THE REQUEST: Reproduce all of the data below word for word, line by line, without changing anything.

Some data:
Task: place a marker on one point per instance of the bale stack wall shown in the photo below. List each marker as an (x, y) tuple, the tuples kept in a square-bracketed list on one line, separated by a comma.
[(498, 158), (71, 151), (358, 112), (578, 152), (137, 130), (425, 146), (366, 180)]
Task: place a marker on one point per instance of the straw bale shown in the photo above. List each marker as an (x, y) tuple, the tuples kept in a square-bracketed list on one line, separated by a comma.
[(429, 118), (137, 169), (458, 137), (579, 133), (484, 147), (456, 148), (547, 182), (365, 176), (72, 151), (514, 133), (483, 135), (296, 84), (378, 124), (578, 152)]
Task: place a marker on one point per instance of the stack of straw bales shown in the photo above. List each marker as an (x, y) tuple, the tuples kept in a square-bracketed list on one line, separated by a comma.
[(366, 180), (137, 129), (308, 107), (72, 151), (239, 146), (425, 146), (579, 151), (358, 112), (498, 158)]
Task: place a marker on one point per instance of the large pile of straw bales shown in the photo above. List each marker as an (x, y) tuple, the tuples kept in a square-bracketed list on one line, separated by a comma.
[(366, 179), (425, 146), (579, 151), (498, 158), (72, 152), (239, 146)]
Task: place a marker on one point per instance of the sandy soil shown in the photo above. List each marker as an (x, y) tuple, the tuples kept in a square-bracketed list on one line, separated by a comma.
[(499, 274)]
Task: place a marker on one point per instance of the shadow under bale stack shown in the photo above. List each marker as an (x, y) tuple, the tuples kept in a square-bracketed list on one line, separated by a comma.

WORKED ANSWER:
Task: place a marker on one point per instance of the bale stack wall shown in the photo below. List each marker as an (x, y) tuple, the tuples kept in a square-bracketed list on one line, separated by a comma.
[(498, 158), (71, 151), (358, 112), (578, 152), (137, 130), (425, 146), (366, 180)]
Task: place a marker on one point per instance of the straw bale shown in the photo above. List each marker as an (x, y) tuple, the tuples kept in a square-bracketed list on one line, separated by a comma.
[(429, 118), (137, 169), (458, 137), (579, 133), (484, 147), (456, 148), (547, 182), (365, 176), (72, 151), (514, 133), (483, 135), (296, 84), (378, 124), (578, 152)]
Task: place a marker on one point per instance of the stack of straw bales shown in the photo above. List each marker as an (x, y) tuple, the tuples kept in a square-bracketed list on one line, separated by a comma.
[(366, 180), (137, 129), (308, 107), (72, 151), (239, 146), (425, 146), (579, 151), (358, 112), (498, 158)]
Task: place a marker on one point per instance of the large pile of straw bales shown in the photo above. List each marker as an (x, y) tuple, the tuples kept in a square-bracketed list on one line, separated by a comma.
[(366, 179), (425, 146), (579, 151), (498, 158), (72, 152), (239, 146)]
Task: place a marker on one point per instance of the sandy soil shown in the photo above. List each marker as an (x, y) tuple, the tuples kept in a square-bracketed list on one line, separated by a comma.
[(499, 274)]
Task: place a marker on one point per instance of the shadow under bale stack shown in the photo above. List each marker as an (x, y) tuple, the tuples kept in a square-bracketed list on one line, separated by a comma.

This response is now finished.